Write out the entries, please, from the line containing "[mark] the crepe" through their final line, exactly and with nothing else.
━━━━━ DATASET CONTENT
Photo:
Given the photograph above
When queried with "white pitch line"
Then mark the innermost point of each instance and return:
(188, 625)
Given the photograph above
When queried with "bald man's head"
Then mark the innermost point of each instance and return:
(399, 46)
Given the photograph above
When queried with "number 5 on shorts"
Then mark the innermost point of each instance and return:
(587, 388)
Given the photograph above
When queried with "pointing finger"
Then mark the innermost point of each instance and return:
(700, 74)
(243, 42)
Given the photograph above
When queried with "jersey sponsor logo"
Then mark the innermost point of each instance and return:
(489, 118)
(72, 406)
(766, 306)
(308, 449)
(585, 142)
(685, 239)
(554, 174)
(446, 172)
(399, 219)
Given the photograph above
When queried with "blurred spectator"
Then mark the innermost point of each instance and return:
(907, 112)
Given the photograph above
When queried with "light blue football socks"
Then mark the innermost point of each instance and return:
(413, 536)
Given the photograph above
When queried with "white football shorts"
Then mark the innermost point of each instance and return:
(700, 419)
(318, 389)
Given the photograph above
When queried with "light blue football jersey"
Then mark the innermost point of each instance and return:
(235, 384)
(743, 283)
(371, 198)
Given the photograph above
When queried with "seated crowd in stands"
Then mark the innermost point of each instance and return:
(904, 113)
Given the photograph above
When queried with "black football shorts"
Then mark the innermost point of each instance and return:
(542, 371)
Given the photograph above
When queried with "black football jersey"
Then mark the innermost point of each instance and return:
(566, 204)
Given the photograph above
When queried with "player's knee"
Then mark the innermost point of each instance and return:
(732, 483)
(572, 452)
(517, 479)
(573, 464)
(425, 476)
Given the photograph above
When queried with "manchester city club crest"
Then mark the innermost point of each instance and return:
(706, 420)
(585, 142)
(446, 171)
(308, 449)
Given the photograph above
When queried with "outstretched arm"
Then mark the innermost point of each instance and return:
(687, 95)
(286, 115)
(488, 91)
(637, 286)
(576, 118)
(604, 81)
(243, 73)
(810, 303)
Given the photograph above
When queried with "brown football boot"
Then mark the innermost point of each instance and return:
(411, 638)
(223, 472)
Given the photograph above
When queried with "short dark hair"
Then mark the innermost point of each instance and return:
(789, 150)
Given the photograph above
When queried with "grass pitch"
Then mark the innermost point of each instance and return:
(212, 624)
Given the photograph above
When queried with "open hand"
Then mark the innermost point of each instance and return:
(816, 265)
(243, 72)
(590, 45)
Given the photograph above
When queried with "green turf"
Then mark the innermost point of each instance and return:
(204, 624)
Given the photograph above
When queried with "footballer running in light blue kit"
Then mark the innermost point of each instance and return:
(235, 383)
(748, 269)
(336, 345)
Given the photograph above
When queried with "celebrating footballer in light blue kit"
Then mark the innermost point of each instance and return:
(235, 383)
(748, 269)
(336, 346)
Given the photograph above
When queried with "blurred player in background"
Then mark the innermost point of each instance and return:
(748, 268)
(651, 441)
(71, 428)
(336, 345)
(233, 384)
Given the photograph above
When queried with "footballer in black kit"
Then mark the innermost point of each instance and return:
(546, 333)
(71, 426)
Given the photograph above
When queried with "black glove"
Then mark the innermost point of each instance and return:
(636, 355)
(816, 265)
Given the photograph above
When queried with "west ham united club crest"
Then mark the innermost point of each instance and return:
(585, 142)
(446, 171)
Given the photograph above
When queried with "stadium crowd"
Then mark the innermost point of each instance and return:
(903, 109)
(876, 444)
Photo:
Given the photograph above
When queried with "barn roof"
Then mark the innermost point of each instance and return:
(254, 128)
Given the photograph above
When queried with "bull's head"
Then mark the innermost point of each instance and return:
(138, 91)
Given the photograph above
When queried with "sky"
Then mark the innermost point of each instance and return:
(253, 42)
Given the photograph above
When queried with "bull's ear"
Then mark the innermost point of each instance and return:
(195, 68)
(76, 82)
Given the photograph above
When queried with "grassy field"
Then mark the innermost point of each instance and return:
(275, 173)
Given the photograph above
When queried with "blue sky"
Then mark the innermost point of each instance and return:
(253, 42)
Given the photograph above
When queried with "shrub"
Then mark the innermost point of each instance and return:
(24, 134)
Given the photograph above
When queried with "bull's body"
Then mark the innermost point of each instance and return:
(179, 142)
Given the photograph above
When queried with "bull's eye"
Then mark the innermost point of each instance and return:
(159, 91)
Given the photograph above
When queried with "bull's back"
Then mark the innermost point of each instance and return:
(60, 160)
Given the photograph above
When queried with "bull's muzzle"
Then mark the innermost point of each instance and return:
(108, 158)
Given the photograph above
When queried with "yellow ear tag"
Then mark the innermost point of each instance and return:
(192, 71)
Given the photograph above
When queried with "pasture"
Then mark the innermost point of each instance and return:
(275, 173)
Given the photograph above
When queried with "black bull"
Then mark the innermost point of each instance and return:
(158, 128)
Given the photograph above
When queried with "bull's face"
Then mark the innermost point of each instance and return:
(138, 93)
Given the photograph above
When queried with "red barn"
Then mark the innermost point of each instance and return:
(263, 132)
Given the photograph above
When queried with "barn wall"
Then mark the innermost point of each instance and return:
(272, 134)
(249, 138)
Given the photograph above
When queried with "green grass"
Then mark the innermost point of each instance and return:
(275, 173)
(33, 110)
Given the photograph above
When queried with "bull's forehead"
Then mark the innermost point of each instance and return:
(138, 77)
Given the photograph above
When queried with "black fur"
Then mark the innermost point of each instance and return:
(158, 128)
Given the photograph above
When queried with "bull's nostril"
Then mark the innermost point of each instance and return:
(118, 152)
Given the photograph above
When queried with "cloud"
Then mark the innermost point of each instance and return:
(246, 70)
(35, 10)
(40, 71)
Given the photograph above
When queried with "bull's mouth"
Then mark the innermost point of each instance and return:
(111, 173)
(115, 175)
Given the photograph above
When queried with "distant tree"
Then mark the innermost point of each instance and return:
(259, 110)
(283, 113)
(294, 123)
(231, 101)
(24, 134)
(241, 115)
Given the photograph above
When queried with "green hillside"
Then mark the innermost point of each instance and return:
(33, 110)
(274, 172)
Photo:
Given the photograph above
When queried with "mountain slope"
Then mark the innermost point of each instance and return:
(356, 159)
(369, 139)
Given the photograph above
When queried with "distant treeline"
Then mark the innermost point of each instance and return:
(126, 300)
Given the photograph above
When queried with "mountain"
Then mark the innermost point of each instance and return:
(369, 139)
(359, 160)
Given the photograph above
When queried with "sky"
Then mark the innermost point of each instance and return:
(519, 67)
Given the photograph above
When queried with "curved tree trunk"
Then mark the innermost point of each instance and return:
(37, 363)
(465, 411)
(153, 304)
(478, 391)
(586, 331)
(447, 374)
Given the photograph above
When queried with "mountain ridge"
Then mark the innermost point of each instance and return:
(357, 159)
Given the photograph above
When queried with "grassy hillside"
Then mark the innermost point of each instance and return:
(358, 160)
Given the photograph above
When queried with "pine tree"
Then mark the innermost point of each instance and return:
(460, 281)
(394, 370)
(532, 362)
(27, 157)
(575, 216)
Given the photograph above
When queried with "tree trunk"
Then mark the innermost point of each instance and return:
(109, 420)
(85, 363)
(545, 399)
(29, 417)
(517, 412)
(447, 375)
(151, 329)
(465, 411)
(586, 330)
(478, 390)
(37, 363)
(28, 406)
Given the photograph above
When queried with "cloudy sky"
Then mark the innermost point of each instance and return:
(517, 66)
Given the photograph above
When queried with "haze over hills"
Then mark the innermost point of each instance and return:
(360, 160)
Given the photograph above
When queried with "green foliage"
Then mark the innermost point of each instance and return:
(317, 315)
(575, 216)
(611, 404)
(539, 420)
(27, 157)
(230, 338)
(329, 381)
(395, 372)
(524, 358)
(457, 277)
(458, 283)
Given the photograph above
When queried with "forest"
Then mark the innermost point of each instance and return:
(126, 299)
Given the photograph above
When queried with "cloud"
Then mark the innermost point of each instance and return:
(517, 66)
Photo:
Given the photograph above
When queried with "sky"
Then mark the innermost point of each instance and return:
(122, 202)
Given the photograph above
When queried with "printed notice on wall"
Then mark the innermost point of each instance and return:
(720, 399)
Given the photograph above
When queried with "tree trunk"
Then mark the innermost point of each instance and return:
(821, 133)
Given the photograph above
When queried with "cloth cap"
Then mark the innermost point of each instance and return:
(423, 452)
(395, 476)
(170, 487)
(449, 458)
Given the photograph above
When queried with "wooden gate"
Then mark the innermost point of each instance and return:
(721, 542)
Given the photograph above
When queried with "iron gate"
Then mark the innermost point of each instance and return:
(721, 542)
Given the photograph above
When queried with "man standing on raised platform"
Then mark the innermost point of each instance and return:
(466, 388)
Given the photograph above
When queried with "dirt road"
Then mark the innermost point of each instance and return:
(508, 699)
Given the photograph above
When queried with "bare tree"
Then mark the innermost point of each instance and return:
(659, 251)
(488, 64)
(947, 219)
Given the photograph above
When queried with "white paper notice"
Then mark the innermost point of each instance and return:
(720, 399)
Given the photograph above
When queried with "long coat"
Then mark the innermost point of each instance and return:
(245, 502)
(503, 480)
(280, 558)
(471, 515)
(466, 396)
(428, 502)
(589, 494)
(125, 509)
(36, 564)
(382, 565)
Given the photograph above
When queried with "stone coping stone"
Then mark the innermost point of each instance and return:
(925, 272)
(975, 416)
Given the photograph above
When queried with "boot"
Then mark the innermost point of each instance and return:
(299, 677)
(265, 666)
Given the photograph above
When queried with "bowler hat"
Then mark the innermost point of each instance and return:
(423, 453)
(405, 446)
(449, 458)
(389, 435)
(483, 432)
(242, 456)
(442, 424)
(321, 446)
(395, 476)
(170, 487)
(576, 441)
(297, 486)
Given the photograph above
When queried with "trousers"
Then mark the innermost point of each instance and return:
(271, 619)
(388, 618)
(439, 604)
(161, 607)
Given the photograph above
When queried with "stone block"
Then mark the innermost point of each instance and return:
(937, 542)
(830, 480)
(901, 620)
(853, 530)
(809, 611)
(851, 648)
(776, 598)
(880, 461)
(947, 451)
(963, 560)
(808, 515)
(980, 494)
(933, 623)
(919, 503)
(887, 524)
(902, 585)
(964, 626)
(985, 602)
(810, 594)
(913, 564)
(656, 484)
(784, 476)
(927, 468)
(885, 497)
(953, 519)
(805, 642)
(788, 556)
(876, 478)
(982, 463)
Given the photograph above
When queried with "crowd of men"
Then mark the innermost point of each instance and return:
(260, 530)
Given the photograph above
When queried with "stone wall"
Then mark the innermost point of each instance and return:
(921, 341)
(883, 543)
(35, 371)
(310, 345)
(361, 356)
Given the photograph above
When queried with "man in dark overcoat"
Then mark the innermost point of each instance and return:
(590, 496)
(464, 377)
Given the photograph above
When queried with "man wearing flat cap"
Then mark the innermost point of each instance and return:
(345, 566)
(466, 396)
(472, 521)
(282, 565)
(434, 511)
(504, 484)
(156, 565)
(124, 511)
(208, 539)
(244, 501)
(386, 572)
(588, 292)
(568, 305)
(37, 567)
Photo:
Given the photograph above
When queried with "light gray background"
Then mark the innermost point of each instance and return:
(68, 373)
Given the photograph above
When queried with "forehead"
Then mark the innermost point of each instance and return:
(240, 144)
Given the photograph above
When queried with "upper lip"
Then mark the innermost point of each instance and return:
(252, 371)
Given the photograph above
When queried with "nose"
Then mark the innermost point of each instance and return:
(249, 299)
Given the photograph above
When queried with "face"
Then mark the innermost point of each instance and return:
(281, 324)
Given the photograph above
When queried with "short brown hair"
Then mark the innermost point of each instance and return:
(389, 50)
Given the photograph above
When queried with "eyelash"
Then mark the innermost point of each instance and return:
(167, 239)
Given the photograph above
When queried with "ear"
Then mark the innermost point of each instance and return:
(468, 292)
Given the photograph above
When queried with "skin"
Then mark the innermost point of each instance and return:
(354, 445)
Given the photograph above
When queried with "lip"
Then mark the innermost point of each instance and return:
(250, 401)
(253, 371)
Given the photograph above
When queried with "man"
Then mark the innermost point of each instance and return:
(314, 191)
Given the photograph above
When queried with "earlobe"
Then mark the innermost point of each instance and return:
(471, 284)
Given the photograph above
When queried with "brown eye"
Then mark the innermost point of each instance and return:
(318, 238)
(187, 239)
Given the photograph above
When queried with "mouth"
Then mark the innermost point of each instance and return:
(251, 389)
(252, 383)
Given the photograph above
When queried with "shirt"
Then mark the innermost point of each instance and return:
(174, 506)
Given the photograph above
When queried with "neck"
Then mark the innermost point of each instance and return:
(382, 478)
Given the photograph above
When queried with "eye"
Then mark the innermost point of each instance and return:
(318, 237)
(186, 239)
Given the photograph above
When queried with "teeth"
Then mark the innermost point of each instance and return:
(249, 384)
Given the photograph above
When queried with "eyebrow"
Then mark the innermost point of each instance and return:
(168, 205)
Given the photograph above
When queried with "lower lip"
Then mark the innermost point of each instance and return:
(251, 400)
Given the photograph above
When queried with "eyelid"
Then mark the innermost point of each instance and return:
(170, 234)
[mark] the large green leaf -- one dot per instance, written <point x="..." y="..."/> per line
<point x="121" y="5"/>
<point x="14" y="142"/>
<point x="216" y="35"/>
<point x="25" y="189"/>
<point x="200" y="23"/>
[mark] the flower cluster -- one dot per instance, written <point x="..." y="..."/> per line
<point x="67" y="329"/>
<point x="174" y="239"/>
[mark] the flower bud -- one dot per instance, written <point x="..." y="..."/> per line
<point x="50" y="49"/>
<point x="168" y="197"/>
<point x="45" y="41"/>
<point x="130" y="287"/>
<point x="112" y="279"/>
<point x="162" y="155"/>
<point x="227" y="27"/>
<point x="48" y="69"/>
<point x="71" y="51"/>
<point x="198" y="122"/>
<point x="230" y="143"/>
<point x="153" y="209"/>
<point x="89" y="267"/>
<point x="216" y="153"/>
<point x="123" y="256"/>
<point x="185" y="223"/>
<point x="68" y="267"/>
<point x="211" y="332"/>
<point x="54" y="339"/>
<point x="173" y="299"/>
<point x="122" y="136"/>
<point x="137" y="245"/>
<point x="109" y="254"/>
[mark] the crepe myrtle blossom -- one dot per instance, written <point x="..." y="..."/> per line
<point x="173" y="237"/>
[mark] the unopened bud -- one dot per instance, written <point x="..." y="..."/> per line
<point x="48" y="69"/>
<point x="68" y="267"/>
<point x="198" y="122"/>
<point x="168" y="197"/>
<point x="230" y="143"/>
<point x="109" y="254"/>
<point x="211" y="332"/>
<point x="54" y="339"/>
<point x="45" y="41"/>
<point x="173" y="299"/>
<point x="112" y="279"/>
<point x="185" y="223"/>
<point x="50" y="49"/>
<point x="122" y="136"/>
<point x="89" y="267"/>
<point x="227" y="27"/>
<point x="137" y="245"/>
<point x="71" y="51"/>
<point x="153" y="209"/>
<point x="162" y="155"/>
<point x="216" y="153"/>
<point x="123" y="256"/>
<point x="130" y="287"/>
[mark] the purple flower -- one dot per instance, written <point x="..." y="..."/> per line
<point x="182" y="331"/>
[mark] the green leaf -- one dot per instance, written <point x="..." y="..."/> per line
━━━━━━━━━━
== OUTPUT ==
[mark] the crepe myrtle blossom -- one dot per instance, written <point x="..." y="..."/> per line
<point x="173" y="237"/>
[mark] the unopened bud -- one dot per instance, written <point x="..." y="..."/> per line
<point x="48" y="69"/>
<point x="68" y="267"/>
<point x="198" y="122"/>
<point x="168" y="197"/>
<point x="230" y="143"/>
<point x="109" y="254"/>
<point x="211" y="332"/>
<point x="54" y="339"/>
<point x="45" y="41"/>
<point x="173" y="299"/>
<point x="112" y="279"/>
<point x="185" y="223"/>
<point x="50" y="49"/>
<point x="122" y="136"/>
<point x="89" y="267"/>
<point x="227" y="27"/>
<point x="137" y="245"/>
<point x="71" y="51"/>
<point x="153" y="209"/>
<point x="162" y="155"/>
<point x="216" y="153"/>
<point x="123" y="256"/>
<point x="130" y="287"/>
[mark] the purple flower -- one dot per instance, written <point x="..." y="..."/> per line
<point x="182" y="331"/>
[mark] the green leaf -- one dot per instance, written <point x="..." y="..."/> per line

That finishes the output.